INSTRUCTIONS FOR THE TASK: Continue the storage layer architecture document from the point where it stops, writing the next part in the same style.

EXCERPTED PASSAGE:
• • •
Skip to main content

Storage Layer Architecture

This document provides a detailed look at CVT's storage layer, including the caching strategy, persistence backends, and data models.

Overview

CVT's storage layer provides:

  1. In-memory caching: Fast access to schemas via Ristretto cache
  2. Pluggable persistence: Support for SQLite and PostgreSQL
  3. Consumer registry storage: Track consumer dependencies
  4. Validation records: Optional storage of validation history

Architecture

Caching Layer

Ristretto Cache

CVT uses Ristretto for high-performance caching.

Why Ristretto:

  • TinyLFU admission policy for optimal hit rates
  • Concurrent access without locks
  • Memory-bounded with configurable limits
  • TTL support for automatic expiration

Cache Configuration

const (
MaxSchemas = 1000 // Maximum cached schemas
SchemaTTL = 24 * time.Hour // Time-to-live
CacheNumCounters = 10000 // 10x max items for accuracy
CacheMaxCost = 1000 // Each schema costs 1
CacheBufferItems = 64 // Concurrent access buffer
)
• • •
DATA EXTRACT:
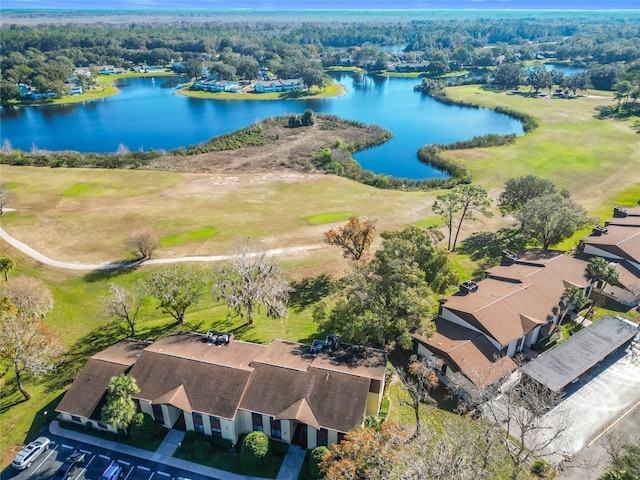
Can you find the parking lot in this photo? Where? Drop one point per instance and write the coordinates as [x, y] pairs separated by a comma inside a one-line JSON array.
[[96, 461], [596, 401]]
• • •
ANSWER TO THIS TASK:
Cache Key Format

Schema Keys:
"my-api" → Latest version of "my-api"
"my-api@1.0.0" → Specific version 1.0.0

Consumer Keys (in-memory map):
"order-service/user-api/prod" → ConsumerEntry

Cache Operations

Set (Write-through)

RegisterSchema Request


┌───────────────────┐
│ Parse & Validate │
│ OpenAPI Schema │
└─────────┬─────────┘


┌───────────────────┐
│ Create │
│ SchemaEntry │
│ (doc + metadata) │
└─────────┬─────────┘

├──────────────────────────────────┐
│ │
▼ ▼
┌───────────────────┐ ┌───────────────────┐
│ Cache.Set() │ │ Storage.Set() │
│ with TTL │ │ (if enabled) │
└───────────────────┘ └───────────────────┘


┌───────────────────┐
│ Cache.Wait() │
│ (ensure available)│
└───────────────────┘

Get (Cache-first)

ValidateInteraction Request


┌───────────────────┐
│ Cache.Get() │
└─────────┬─────────┘

┌─────┴─────┐
│ │
Hit Miss
│ │
▼ ▼
Return ┌───────────────┐
Entry │ Storage.Get() │
│ (if enabled) │
└───────┬───────┘

┌─────┴─────┐
│ │
Found Not Found
│ │
▼ ▼
┌─────────┐ Return
│ Populate│ Error
│ Cache │
└─────────┘


Return
Entry

Cache Metrics

CVT exposes cache metrics via Prometheus:

MetricTypeDescription
cvt_cache_hits_totalCounterTotal cache hits
cvt_cache_misses_totalCounterTotal cache misses
cvt_cache_items_totalGaugeCurrent cached items
cvt_cache_size_bytesGaugeCurrent cache size

Target cache hit rate: >80% in production

Data Models

SchemaEntry

Cached schema with metadata:

type SchemaEntry struct {
Document *openapi3.T // Parsed OpenAPI document
Content string // Raw schema content (JSON)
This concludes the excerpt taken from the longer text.